* [PARTS OF THE EXERCISE]
A) Pull out the passage of the post about the artificial eye between "TBT: Feeling Like" and "artificial left eye.", inclusive.
B) In order of appearance, list every word or phrase the post about the artificial eye uses to refer to artificial eyes.
C) Carry on the post about the artificial eye from where it stops.

TBT: Feeling Like a Freak

Today I returned to the office on the ground floor of the medical building. The place is so familiar to me, with the smell of the chemicals used to polish artificial eyes that hits your nostrils the moment you enter.. The smell may be strong, but the leather couches are just as comfortable as I remember them.

This took me back to myself as a twelve-year-old girl. I was scared, sitting in the chair, but out of pain finally.

What was going to happen?

I thought about the past, today, as I sat waiting for him to return with my artificial left eye.

It is an indescribable feeling. I tilt my head back slightly so my artificial eye can be removed. I still shudder at this thought.

It feels odd to even myself as he slides out the prosthesis and I am left with nothing but the place holder inside where my real eye once was.

It was being attacked by an unknown and unnamed virus of some sort. The doctors and specialists could not diagnose and the pain just would not stop.

Image-backed grounding data
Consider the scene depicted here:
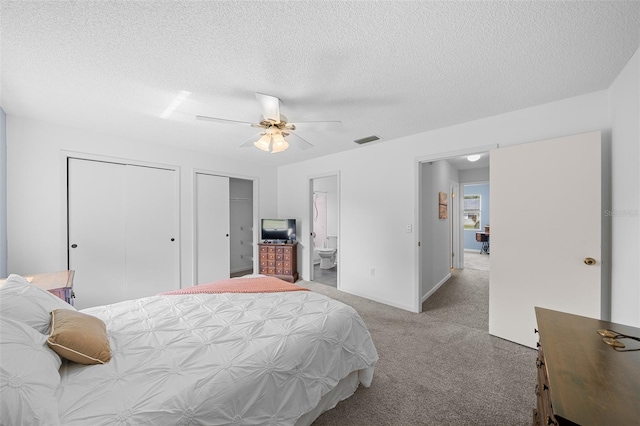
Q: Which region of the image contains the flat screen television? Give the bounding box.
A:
[260,219,296,242]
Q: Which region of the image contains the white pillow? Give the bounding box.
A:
[0,318,61,425]
[0,274,76,334]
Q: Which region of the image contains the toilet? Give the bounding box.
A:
[316,236,338,269]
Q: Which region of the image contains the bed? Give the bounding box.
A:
[0,275,378,425]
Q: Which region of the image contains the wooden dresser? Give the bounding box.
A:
[258,243,298,283]
[533,307,640,426]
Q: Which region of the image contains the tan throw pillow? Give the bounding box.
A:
[47,309,111,364]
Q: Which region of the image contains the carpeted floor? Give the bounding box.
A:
[464,250,491,271]
[297,268,536,425]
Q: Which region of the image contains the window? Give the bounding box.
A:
[464,194,482,231]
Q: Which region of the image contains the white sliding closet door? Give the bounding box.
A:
[68,158,126,309]
[125,166,180,299]
[196,173,231,284]
[68,158,180,309]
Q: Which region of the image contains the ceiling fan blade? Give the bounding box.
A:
[240,132,264,148]
[196,115,253,126]
[256,92,280,124]
[285,132,313,151]
[287,121,342,130]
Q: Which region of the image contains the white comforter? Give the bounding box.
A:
[57,291,378,426]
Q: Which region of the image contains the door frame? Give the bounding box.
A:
[191,168,260,286]
[413,144,498,313]
[301,170,342,290]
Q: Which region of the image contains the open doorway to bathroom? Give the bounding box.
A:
[310,175,339,288]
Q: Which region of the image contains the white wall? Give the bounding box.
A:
[0,107,7,277]
[458,167,490,183]
[7,116,277,287]
[605,50,640,326]
[278,91,608,311]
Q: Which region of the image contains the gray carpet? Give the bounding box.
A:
[297,268,536,426]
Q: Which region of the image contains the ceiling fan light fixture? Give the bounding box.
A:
[253,134,271,152]
[271,134,289,154]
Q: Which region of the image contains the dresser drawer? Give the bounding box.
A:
[259,243,298,282]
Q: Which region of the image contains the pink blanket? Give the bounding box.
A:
[160,277,309,295]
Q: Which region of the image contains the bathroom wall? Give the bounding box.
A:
[313,176,338,263]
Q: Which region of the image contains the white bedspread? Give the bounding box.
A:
[57,291,378,426]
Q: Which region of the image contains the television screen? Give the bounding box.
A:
[261,219,296,241]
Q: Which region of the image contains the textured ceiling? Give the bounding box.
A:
[0,0,640,165]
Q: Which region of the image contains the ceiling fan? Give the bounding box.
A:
[196,93,342,154]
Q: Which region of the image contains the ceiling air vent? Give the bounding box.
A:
[354,135,380,145]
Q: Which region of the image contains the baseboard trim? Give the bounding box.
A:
[338,287,415,312]
[420,272,451,303]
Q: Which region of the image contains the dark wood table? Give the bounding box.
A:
[534,307,640,426]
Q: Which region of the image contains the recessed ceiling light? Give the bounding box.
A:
[160,90,191,120]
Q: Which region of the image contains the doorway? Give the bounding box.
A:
[461,181,491,271]
[309,174,339,288]
[416,147,491,312]
[194,171,257,284]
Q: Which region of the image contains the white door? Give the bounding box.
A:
[68,158,126,309]
[125,166,180,299]
[489,132,602,347]
[195,173,231,284]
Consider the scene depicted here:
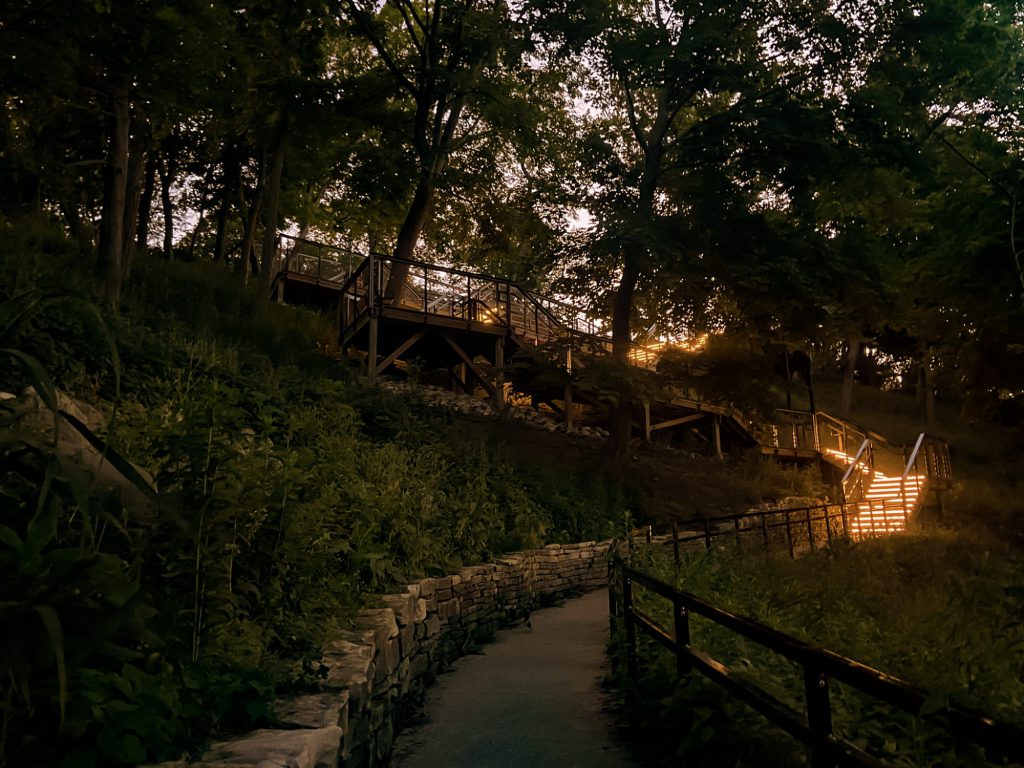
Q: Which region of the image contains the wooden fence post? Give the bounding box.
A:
[785,510,795,560]
[804,667,836,768]
[672,520,679,565]
[672,597,692,678]
[623,568,637,680]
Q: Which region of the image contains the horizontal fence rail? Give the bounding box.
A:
[608,556,1024,768]
[630,503,849,563]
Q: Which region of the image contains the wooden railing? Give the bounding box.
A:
[274,234,366,285]
[643,503,849,563]
[341,254,656,368]
[608,556,1024,768]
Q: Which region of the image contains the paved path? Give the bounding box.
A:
[391,590,637,768]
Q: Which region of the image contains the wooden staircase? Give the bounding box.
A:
[764,411,952,539]
[266,236,951,538]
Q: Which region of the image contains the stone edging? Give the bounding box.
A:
[153,542,609,768]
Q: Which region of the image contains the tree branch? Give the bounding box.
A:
[345,0,421,99]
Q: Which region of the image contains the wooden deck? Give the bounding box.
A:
[274,238,757,453]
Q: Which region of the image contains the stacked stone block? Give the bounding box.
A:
[149,542,609,768]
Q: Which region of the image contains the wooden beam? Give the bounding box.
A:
[650,414,710,432]
[562,383,572,429]
[441,333,495,397]
[367,310,380,386]
[377,331,427,374]
[490,336,505,413]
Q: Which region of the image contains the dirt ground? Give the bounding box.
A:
[440,416,798,523]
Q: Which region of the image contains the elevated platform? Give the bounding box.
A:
[266,236,951,518]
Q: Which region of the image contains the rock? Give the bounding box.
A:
[183,725,341,768]
[270,690,349,729]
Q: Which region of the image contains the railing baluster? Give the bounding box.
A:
[804,666,837,768]
[623,572,637,680]
[672,597,692,678]
[672,520,679,565]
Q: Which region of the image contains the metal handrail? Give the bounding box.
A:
[842,438,874,502]
[608,555,1024,768]
[342,254,652,367]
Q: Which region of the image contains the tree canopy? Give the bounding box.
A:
[0,0,1024,434]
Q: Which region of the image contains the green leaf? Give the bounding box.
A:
[0,525,22,549]
[33,605,68,732]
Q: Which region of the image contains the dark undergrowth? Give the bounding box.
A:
[0,236,629,768]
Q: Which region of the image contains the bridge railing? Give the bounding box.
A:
[339,254,657,368]
[608,556,1024,768]
[275,234,366,285]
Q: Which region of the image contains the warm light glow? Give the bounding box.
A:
[823,449,926,539]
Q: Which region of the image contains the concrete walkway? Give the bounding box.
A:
[391,590,638,768]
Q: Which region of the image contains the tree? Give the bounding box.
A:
[548,0,868,463]
[345,0,540,299]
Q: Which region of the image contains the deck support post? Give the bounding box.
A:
[367,311,380,386]
[441,333,496,397]
[375,331,427,375]
[562,382,572,430]
[490,336,505,413]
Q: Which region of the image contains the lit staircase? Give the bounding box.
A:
[847,472,925,539]
[768,412,952,539]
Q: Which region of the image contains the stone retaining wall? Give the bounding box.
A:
[153,542,608,768]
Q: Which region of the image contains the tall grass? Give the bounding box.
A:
[614,529,1024,766]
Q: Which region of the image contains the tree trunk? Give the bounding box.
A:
[213,145,242,261]
[384,173,434,304]
[159,158,174,260]
[602,255,640,468]
[241,184,263,276]
[922,350,939,432]
[135,153,157,250]
[59,198,93,258]
[98,94,131,306]
[121,131,146,281]
[839,334,860,419]
[259,120,285,298]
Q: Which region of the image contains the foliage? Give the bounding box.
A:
[614,530,1024,766]
[0,260,623,766]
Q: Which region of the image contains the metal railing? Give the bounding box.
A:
[608,556,1024,768]
[341,254,656,368]
[768,410,952,527]
[645,503,850,563]
[274,234,366,285]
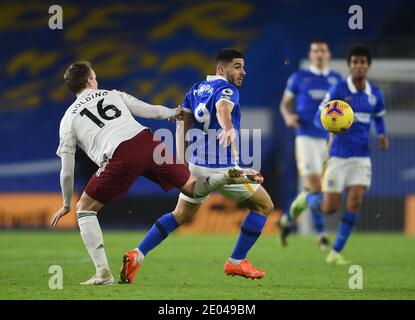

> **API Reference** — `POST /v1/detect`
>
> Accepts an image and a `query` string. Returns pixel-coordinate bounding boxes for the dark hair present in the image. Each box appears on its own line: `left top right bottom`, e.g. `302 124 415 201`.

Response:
215 48 244 64
63 61 92 93
347 43 372 65
310 39 329 47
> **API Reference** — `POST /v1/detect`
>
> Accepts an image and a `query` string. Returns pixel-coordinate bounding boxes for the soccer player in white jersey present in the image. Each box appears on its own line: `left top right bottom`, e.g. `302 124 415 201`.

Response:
278 40 342 250
51 62 262 285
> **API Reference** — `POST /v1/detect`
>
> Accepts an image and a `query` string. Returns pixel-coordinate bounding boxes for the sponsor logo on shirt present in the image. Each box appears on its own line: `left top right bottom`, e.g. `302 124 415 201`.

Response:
367 94 377 106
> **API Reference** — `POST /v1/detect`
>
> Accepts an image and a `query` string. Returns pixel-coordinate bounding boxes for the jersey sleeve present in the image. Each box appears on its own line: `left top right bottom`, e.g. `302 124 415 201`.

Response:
181 88 193 113
56 117 76 157
215 86 239 106
284 72 300 96
374 91 386 117
373 91 386 135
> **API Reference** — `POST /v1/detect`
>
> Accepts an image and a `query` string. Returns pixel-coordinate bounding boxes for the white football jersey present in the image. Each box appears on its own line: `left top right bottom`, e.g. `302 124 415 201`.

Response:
56 89 146 166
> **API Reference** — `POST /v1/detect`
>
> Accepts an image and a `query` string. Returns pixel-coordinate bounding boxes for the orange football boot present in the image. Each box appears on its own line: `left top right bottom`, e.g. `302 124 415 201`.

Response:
224 259 265 280
119 250 140 283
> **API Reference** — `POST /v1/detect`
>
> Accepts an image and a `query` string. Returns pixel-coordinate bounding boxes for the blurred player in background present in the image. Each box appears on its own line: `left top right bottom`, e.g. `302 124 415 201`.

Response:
290 45 389 265
278 40 342 250
51 62 260 285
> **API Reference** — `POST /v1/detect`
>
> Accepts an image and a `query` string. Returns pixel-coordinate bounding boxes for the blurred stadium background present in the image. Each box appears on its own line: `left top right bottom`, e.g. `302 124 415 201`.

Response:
0 0 415 234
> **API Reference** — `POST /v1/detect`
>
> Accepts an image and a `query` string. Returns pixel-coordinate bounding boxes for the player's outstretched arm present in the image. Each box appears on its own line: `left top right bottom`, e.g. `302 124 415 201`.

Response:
216 99 236 147
121 92 180 120
50 153 75 227
280 93 300 129
176 111 194 166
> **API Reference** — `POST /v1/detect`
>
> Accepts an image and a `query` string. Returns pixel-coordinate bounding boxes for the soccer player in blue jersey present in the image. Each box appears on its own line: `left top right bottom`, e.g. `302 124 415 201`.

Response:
278 40 342 250
121 49 273 282
290 44 389 265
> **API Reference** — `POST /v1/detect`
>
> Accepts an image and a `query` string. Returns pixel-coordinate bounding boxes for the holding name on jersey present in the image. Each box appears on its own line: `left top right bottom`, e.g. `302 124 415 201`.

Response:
320 100 354 133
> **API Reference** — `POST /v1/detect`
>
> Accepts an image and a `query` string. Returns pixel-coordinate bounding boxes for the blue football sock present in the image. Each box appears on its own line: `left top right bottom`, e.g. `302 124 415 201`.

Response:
231 211 267 260
138 213 179 255
306 192 323 211
333 210 358 252
310 208 325 234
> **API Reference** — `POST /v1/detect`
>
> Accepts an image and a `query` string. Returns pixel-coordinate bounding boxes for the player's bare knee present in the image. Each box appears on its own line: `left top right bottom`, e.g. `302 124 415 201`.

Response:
249 198 274 217
173 209 193 225
321 203 339 214
346 197 363 212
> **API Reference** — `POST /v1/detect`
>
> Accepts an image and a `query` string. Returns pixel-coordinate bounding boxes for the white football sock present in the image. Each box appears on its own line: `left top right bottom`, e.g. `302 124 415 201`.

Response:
135 248 144 264
193 173 229 198
77 211 110 273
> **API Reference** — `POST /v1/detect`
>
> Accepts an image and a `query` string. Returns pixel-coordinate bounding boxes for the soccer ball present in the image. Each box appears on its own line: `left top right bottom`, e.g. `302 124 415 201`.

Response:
320 100 354 133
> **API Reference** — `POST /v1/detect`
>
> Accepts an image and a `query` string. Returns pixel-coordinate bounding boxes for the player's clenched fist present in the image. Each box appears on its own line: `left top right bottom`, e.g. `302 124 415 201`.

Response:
218 128 236 147
50 207 71 227
379 135 389 150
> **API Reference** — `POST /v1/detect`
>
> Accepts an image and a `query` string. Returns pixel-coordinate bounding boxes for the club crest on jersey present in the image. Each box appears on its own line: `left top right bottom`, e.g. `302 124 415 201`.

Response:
222 88 233 96
327 77 337 85
367 94 377 106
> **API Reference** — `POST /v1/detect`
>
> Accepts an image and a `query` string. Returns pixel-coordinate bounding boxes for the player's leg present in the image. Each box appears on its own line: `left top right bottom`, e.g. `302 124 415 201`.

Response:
304 175 329 250
333 186 366 262
278 136 328 249
327 158 371 264
224 185 274 279
137 197 201 264
76 192 115 285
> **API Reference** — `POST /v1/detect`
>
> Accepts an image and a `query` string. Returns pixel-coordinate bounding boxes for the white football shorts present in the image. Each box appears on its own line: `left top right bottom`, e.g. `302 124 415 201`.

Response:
179 163 261 204
322 157 372 193
295 136 327 177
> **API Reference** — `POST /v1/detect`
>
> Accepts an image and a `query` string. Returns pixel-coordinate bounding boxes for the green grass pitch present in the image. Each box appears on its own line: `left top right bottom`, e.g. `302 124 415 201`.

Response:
0 231 415 300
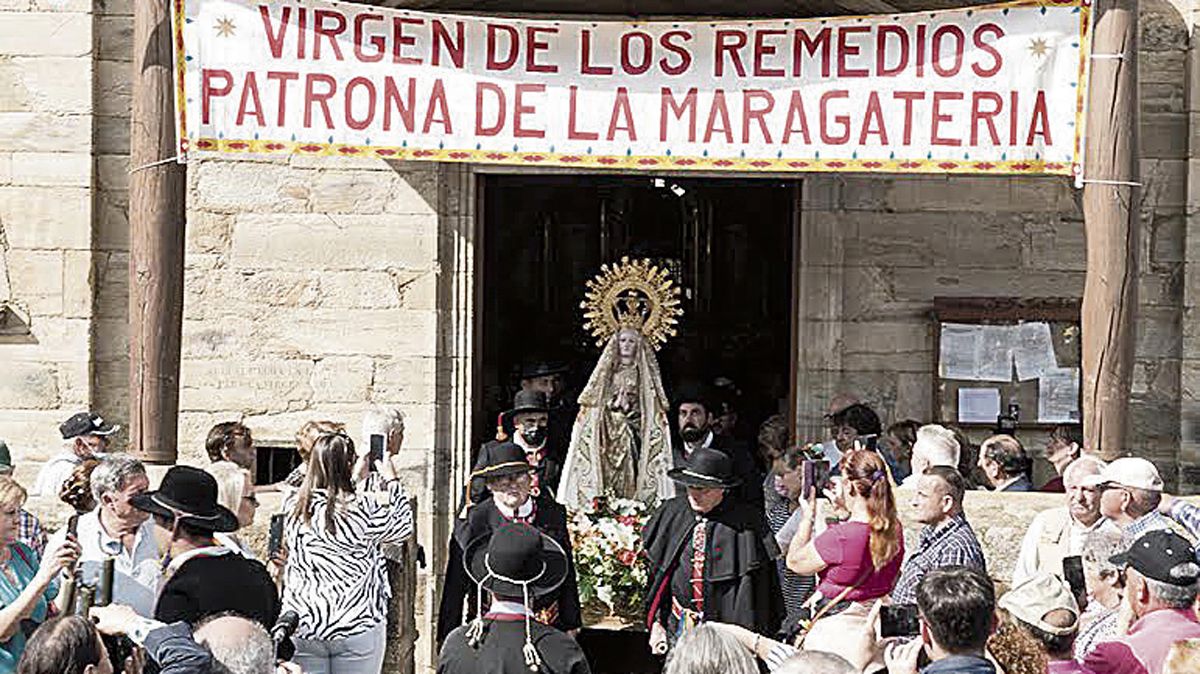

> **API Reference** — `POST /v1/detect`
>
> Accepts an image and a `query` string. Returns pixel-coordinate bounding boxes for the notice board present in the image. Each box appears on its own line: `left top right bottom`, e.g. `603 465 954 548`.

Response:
934 297 1082 428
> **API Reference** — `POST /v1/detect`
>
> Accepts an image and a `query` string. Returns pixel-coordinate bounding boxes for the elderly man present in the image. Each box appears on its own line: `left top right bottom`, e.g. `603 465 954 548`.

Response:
36 411 121 498
90 604 292 674
1080 457 1171 544
900 423 961 488
1013 456 1116 585
998 571 1082 674
520 361 580 464
437 443 583 643
979 434 1033 492
892 465 988 604
43 455 162 618
204 421 258 476
1084 530 1200 674
642 447 784 654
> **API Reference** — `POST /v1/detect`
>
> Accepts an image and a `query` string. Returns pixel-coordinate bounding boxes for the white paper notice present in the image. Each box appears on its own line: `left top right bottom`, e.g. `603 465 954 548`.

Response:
1038 367 1080 423
1013 323 1058 381
959 389 1000 423
977 325 1016 381
938 323 982 381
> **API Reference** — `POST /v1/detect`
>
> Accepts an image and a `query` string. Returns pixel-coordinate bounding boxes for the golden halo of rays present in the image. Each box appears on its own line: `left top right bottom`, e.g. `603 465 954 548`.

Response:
580 257 683 350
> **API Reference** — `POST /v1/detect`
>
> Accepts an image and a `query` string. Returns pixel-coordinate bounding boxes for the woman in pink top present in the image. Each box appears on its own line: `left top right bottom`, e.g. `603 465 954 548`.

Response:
787 450 904 616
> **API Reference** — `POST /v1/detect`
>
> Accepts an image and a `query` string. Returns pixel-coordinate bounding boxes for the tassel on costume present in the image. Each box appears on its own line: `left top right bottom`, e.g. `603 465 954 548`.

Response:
496 411 509 443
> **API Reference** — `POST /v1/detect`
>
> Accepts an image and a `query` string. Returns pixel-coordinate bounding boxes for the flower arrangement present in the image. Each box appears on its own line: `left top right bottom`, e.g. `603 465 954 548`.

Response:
568 497 649 621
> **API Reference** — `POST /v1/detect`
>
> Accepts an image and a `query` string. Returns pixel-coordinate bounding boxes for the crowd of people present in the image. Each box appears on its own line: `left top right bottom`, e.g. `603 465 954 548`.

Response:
0 409 414 674
438 374 1200 674
0 373 1200 674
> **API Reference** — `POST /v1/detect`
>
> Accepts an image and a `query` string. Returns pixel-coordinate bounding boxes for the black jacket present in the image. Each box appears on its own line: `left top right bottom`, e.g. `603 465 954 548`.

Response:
438 619 590 674
468 440 566 504
642 497 784 634
154 553 280 630
437 497 583 643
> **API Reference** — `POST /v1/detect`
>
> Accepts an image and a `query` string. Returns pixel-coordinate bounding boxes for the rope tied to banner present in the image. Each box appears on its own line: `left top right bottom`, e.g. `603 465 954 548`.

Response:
128 155 187 174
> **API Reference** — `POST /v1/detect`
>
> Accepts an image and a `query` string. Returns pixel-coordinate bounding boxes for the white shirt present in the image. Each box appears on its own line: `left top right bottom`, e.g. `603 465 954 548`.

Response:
42 508 162 618
212 531 258 560
1013 506 1117 585
34 452 83 499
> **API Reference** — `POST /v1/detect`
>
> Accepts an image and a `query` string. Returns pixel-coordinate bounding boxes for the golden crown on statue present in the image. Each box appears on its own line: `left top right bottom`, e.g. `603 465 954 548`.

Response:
580 258 683 350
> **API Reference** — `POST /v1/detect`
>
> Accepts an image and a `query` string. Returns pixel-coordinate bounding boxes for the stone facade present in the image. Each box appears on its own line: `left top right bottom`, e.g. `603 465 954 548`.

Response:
0 0 1200 663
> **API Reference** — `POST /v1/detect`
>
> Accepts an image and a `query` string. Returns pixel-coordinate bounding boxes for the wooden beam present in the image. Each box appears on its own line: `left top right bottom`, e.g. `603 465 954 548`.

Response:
1080 0 1141 458
130 0 186 463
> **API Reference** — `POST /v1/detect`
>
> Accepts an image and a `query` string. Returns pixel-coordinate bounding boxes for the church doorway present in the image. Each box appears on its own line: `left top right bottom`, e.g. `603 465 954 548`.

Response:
473 174 800 447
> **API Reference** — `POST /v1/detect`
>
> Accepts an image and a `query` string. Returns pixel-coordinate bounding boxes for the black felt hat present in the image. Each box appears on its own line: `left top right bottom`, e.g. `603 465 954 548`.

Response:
504 391 550 423
518 361 570 379
59 411 121 440
463 515 568 597
667 447 742 489
130 465 238 531
470 443 534 480
1109 529 1200 585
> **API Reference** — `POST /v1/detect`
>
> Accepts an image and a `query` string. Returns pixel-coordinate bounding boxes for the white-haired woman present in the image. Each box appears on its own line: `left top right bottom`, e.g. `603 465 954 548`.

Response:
362 407 404 489
204 461 258 559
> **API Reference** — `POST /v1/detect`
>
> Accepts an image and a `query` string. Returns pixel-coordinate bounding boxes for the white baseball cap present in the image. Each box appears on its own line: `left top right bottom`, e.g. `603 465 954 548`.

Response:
1079 457 1163 492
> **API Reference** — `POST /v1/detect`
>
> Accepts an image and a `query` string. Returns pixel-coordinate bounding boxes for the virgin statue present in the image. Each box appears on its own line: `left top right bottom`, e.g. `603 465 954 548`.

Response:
557 259 679 510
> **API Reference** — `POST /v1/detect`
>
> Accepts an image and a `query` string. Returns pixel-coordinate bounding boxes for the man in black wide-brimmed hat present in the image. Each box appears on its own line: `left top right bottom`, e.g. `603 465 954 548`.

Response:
642 447 784 652
437 443 583 642
130 465 280 630
438 522 590 674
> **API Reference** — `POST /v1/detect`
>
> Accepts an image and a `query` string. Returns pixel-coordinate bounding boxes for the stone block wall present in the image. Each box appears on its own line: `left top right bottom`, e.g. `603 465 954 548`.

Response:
180 157 474 662
0 0 96 480
799 0 1200 486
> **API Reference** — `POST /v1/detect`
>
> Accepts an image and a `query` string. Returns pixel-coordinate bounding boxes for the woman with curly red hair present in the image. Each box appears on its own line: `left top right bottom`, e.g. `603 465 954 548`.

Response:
787 450 904 620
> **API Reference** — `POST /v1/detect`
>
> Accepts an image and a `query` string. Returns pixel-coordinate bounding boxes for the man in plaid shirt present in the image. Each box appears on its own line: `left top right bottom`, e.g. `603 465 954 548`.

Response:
0 440 46 558
892 465 988 604
1081 457 1172 546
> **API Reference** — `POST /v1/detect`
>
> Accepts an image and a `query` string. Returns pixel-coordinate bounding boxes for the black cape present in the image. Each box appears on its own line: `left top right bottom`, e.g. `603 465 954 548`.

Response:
438 619 592 674
467 440 566 504
642 495 784 634
154 553 280 630
438 497 583 643
671 435 767 512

* [WRITTEN ANSWERS]
A)
TBT: Feeling Like a Freak

Today I returned to the office on the ground floor of the medical building. The place is so familiar to me, with the smell of the chemicals used to polish artificial eyes that hits your nostrils the moment you enter.. The smell may be strong, but the leather couches are just as comfortable as I remember them.

This took me back to myself as a twelve-year-old girl. I was scared, sitting in the chair, but out of pain finally.

What was going to happen?

I thought about the past, today, as I sat waiting for him to return with my artificial left eye.

B)
artificial eyes
artificial left eye
artificial eye
prosthesis

C)
Removal seemed like the obvious choice. I did not have to think about it for long and the surgery took place within a week.

Now eighteen years later and I can’t believe how long ago that was. So much has changed and I am no longer that little girl.

Six years ago was when I had a second eye made. They recommend making a new one every six to eight years.

My sister and brother were there, in place of my parents. My brother, with his photographer’s eye, stood in the room as the eye was skillfully made, formed and molded, fit and refit and resized until it fit just right.

This was a unique photo shoot, but one well worth capturing.

On this throw-back Thursday I still shudder at the thought of no eye there at all. It’s in my own head and I can barely stand to have anything to do with it. I don’t touch and don’t remove it if I absolutely do not have to.

Last time it was not in its place, where it should remain, was a few years back, one early morning when I rubbed a little too hard and it fell.

This isn’t easy for me to speak about. Something still makes me want to distance myself from my own eye, but I can’t. I can’t get away from it and most times I would not know anything different.

But when I am required to let this ocularist examine his creation, I sit alone in an examining room by myself and I wonder.

This still grosses me out. I feel somehow less feminine and like a freak, but why?

It’s fascinating even, depending on who you ask. Some may be grossed out too.

How can I expect everyone else to be totally fine with it when I myself never quite have been?